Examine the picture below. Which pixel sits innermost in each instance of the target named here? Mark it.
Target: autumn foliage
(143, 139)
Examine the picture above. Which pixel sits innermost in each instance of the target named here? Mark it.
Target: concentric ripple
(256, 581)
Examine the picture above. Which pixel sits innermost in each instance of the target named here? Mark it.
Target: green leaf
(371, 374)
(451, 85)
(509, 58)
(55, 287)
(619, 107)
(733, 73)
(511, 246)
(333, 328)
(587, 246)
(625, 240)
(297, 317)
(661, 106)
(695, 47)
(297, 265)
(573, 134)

> **Assigned task**
Please set down all the data word for word.

> **Output below**
Examine the picture below. Which pixel sits innermost in each instance of the target named here? Mark it.
Target: autumn foliage
(143, 139)
Examine the picture above. Which pixel sits innermost in each instance of the target named here? Mark it.
Target: concentric ripple
(256, 581)
Examine the picture above. Which pixel sits innermost in each instance of the target named here? Mark it.
Target: green leaf
(371, 374)
(451, 85)
(509, 58)
(55, 287)
(619, 107)
(733, 73)
(511, 246)
(333, 328)
(587, 246)
(625, 240)
(297, 317)
(661, 106)
(695, 47)
(297, 265)
(573, 134)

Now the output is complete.